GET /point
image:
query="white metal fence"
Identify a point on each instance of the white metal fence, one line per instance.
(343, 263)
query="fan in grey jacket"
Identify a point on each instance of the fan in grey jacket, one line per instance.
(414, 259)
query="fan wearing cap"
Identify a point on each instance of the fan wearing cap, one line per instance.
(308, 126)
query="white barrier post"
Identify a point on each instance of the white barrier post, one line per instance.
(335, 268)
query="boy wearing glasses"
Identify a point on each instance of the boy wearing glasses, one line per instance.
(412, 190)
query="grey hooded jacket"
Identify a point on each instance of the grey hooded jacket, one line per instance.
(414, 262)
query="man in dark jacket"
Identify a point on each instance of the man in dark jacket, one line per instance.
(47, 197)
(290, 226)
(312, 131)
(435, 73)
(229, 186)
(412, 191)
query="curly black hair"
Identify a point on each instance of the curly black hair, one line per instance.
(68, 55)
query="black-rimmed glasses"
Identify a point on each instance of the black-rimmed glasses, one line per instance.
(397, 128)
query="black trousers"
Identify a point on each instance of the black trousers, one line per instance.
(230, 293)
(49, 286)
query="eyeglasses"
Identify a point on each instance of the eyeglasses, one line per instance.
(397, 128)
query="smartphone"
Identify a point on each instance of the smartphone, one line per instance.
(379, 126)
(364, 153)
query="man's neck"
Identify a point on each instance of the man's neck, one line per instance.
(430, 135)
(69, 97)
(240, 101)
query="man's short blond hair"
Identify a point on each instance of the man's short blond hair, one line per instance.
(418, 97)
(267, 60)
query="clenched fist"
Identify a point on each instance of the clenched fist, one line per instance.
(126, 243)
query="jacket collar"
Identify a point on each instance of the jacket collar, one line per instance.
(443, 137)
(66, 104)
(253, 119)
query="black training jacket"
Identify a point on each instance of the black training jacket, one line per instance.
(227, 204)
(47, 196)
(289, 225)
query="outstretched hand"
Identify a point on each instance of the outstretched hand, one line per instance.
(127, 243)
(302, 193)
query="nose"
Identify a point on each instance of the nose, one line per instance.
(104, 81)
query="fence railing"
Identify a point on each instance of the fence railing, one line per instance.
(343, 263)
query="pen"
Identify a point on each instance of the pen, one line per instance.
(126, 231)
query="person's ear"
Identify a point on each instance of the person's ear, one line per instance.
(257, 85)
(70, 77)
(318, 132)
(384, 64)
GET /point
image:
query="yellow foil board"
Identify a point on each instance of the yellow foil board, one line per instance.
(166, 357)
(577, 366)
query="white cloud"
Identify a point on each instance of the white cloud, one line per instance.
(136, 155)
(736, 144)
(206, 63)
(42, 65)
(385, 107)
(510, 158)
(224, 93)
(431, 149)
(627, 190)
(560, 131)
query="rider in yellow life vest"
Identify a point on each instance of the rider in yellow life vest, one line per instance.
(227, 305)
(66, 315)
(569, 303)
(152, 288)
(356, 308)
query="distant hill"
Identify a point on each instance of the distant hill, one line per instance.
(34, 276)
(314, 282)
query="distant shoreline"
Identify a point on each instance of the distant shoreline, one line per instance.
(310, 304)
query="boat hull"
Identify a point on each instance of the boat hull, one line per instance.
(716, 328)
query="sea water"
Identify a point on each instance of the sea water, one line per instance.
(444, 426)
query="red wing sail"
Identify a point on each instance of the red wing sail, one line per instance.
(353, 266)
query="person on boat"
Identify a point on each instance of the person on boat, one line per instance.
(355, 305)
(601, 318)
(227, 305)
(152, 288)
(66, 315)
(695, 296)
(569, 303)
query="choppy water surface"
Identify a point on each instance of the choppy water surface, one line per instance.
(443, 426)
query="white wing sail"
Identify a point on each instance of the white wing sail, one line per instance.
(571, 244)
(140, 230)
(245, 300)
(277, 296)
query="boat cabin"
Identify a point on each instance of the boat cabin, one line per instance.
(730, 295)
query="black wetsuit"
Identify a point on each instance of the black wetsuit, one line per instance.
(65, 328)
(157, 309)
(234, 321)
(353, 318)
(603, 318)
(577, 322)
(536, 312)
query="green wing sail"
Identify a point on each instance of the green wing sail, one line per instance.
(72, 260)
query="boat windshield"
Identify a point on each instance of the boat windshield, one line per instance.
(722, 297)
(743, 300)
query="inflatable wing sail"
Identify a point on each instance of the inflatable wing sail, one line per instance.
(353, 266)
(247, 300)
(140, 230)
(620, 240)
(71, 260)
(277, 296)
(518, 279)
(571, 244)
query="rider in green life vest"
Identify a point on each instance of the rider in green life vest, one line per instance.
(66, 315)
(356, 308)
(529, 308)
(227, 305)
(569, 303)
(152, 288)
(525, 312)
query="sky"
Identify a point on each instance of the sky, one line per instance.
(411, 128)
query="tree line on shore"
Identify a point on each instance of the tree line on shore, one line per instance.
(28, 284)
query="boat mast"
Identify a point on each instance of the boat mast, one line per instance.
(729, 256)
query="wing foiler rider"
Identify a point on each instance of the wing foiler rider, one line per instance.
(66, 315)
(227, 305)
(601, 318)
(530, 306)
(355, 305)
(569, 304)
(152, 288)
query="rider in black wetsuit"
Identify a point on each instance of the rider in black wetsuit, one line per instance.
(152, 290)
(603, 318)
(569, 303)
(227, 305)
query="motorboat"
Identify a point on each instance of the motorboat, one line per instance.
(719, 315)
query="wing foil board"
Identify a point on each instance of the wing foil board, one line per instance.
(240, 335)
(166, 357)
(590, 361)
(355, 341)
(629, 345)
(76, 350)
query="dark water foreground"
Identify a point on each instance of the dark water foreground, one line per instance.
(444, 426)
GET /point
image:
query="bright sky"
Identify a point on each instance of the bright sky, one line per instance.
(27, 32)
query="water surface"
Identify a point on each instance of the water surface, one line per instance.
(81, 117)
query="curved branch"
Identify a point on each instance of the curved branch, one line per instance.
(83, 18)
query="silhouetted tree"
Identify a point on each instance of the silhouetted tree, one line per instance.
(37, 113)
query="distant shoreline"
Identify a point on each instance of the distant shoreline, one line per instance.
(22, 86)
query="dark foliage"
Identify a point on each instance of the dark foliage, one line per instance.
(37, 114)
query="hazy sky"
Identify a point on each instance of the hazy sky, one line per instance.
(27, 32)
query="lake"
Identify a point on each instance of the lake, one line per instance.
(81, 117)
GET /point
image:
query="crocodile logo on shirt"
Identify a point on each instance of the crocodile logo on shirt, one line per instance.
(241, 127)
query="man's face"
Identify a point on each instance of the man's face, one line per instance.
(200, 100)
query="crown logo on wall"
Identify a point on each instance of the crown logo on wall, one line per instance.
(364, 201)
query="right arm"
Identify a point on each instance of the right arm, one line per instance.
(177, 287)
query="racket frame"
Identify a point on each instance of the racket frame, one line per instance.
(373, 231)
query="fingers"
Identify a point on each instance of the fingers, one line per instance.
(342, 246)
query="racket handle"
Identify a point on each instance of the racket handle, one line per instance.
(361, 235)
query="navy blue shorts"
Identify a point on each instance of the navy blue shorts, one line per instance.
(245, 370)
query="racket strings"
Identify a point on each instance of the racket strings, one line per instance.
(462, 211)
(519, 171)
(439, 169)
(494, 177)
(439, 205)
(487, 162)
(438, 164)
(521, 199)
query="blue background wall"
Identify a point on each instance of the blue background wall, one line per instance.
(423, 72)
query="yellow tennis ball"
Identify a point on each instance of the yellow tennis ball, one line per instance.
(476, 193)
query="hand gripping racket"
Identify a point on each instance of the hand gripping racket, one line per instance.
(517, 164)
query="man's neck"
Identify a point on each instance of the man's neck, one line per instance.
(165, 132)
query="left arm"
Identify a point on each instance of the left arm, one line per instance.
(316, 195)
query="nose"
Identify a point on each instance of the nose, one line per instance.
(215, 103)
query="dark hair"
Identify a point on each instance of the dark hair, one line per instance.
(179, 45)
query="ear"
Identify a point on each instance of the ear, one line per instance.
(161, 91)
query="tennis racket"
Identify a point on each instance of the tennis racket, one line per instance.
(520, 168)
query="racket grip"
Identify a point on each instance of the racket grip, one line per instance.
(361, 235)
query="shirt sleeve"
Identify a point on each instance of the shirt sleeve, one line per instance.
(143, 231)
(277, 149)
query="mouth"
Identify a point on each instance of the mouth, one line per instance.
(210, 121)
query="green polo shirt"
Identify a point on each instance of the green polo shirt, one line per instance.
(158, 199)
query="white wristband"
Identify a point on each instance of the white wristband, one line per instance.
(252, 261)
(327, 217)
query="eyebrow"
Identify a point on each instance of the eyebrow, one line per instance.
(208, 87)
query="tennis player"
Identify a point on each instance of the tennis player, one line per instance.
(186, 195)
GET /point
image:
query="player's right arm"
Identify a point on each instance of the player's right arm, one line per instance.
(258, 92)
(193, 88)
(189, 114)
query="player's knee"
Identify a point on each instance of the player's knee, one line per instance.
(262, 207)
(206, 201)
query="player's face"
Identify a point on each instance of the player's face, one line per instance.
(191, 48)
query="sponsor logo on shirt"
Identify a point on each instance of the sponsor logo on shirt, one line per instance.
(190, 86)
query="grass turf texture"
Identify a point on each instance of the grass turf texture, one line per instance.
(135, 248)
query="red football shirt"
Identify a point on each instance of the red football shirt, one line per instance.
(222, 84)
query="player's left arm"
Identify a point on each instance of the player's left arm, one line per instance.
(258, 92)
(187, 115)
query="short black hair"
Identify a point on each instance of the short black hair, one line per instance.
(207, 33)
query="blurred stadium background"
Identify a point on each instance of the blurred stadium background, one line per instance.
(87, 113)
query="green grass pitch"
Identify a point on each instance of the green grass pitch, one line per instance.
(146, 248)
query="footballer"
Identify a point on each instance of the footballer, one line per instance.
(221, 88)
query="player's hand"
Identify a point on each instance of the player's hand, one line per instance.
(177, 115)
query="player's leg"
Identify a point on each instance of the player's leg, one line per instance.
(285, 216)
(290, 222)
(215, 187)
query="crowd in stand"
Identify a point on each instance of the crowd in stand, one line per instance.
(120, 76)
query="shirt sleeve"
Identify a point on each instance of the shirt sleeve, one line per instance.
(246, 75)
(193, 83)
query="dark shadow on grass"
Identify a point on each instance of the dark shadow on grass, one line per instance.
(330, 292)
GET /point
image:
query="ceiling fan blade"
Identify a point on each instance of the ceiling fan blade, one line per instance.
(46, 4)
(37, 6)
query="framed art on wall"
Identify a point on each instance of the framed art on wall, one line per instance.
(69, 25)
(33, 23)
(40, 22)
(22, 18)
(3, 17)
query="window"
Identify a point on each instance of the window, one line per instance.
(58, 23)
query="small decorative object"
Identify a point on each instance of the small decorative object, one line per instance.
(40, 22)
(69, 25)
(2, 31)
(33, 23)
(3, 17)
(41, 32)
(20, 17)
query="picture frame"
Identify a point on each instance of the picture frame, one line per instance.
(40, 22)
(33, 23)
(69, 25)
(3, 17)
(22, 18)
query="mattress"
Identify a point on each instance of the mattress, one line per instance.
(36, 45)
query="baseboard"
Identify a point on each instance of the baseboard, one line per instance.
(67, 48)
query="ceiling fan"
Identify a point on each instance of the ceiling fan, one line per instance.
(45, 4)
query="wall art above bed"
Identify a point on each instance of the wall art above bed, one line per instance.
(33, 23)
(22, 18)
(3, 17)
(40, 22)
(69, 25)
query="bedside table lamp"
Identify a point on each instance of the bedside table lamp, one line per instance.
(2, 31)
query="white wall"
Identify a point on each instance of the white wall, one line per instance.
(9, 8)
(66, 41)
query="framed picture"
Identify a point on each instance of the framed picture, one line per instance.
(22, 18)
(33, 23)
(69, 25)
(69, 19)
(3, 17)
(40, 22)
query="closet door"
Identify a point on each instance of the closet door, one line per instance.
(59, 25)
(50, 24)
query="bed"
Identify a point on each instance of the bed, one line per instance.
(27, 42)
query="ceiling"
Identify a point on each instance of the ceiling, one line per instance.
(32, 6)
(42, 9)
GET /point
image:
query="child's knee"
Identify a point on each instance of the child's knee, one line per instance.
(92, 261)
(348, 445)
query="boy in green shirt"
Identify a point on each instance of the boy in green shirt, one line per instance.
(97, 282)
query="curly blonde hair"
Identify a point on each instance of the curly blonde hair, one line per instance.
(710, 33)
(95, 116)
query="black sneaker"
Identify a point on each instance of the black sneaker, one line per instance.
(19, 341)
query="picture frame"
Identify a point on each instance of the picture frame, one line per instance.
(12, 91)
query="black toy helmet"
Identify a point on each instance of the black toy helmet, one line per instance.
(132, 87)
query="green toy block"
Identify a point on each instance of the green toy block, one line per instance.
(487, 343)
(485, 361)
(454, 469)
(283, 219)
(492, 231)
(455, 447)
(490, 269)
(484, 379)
++++++++++
CHALLENGE
Filter the entries above, copying every line that contains the word "branch".

RESPONSE TO THIS EXERCISE
query="curved branch"
Identify a point on each instance of the curved branch, one line per instance.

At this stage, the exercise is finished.